# What to work on
Count the lines in the listing below that contain the string "sneaker", treating uppercase and lowercase letters as different. Give only the number.

# Records provided

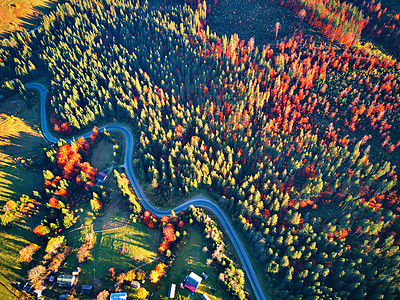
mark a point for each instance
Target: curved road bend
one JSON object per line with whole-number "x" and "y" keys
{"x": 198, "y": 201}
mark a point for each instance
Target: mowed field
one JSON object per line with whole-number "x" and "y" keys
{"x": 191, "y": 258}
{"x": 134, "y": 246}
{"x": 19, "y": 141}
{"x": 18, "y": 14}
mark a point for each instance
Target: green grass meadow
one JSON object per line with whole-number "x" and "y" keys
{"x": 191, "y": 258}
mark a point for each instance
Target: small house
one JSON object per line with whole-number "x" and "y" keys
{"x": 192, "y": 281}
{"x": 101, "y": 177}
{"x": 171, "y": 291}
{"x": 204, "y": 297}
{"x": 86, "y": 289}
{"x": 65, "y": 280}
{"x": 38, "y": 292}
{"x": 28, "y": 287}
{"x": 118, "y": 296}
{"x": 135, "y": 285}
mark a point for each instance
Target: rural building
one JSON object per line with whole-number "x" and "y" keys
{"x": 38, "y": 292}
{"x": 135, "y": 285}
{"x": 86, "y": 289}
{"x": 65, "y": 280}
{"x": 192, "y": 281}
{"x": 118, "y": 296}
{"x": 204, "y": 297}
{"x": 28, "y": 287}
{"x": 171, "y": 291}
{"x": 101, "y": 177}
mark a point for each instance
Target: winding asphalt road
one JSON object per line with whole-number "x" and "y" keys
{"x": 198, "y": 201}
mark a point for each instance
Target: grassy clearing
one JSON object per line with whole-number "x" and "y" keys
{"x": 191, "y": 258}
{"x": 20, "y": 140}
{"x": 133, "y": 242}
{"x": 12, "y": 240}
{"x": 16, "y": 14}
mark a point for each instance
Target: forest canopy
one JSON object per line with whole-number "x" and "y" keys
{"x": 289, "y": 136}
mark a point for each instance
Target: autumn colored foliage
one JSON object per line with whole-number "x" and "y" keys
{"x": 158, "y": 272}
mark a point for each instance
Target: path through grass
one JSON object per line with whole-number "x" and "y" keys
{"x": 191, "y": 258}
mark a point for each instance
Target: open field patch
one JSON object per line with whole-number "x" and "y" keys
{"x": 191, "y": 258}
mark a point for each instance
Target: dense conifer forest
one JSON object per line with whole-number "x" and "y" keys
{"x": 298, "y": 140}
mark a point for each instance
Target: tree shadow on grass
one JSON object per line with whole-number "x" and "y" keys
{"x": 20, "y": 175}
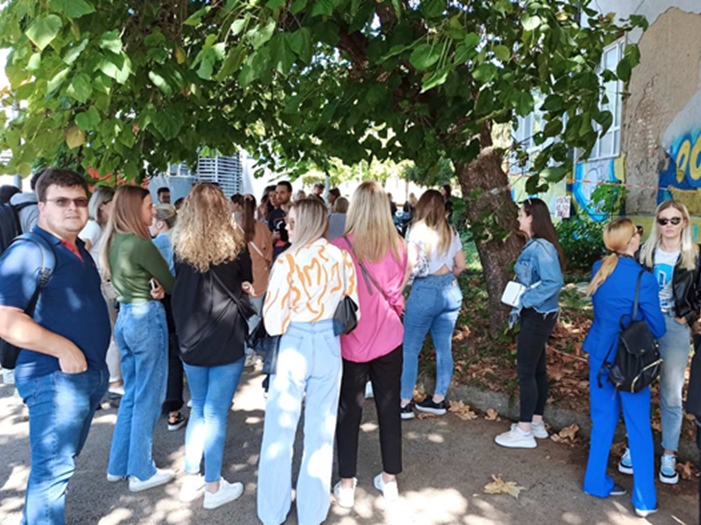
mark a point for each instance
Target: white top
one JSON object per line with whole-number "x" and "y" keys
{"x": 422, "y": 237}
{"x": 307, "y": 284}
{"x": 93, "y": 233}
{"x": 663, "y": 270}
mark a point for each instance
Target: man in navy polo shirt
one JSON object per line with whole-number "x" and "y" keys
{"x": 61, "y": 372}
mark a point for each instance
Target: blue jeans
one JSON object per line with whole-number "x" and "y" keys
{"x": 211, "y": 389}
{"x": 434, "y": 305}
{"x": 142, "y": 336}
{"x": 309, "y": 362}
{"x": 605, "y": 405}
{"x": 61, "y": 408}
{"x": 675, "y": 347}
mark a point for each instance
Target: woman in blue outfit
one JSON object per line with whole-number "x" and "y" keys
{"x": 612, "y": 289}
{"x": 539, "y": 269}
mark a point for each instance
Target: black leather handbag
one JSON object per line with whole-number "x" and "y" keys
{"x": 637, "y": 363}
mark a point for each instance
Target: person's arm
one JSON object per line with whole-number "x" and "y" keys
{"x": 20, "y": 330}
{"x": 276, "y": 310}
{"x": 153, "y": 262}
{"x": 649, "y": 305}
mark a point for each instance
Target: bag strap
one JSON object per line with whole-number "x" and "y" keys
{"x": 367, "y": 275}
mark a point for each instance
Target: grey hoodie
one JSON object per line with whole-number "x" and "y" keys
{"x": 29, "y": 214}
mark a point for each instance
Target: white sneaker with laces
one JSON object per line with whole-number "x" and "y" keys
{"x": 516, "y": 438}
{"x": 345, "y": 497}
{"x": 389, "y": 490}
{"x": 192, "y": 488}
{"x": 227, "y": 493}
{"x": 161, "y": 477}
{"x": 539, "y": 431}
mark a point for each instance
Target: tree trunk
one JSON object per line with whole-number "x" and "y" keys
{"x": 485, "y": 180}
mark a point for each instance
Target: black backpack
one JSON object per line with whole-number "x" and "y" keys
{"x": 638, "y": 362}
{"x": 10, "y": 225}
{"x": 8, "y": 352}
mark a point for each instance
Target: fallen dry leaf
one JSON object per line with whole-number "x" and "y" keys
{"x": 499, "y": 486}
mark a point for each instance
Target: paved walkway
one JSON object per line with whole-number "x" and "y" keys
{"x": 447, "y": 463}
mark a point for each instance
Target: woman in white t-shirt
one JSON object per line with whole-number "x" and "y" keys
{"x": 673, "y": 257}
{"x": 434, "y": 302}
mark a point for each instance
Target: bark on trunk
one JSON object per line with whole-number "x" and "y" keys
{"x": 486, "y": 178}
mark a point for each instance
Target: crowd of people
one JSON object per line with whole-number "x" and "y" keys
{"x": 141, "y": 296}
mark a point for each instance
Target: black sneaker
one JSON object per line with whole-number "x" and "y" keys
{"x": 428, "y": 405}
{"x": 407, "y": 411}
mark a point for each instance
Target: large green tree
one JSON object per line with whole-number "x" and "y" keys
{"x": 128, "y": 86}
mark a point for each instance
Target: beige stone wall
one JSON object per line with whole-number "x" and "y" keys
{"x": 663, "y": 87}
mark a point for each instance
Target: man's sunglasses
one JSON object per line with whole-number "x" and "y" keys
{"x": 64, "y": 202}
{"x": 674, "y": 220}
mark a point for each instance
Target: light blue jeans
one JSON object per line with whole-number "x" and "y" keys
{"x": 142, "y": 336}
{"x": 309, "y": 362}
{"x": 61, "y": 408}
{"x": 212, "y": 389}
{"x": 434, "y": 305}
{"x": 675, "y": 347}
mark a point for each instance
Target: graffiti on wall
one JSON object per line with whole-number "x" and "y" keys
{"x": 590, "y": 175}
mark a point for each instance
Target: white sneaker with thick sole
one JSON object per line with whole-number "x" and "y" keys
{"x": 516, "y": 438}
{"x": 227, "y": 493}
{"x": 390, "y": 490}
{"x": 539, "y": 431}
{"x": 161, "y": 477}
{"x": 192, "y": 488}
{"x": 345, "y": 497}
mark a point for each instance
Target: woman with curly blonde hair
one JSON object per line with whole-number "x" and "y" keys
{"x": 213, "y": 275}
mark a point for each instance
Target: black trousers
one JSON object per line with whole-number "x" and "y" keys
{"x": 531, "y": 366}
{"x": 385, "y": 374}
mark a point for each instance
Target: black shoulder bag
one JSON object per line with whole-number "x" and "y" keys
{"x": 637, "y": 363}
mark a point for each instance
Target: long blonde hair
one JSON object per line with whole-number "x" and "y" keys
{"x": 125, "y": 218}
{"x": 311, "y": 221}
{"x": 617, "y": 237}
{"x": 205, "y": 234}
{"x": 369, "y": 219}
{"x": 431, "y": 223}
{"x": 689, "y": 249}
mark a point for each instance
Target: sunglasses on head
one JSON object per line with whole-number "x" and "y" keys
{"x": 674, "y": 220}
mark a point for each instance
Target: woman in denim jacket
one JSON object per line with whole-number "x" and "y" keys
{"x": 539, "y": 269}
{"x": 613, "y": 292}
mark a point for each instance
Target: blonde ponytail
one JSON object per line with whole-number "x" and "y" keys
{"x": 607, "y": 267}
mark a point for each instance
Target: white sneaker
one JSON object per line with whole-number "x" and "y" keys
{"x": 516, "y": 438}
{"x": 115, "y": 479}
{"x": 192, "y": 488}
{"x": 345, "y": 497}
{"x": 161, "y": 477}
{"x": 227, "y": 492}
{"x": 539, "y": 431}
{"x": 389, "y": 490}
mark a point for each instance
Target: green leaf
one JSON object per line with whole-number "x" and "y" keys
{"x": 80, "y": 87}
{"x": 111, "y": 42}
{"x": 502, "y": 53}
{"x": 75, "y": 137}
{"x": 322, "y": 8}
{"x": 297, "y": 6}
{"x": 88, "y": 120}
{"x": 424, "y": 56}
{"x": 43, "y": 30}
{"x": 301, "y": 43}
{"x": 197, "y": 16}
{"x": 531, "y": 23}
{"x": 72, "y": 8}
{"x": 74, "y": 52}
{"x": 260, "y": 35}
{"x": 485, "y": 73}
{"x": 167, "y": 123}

# Reply to the exercise
4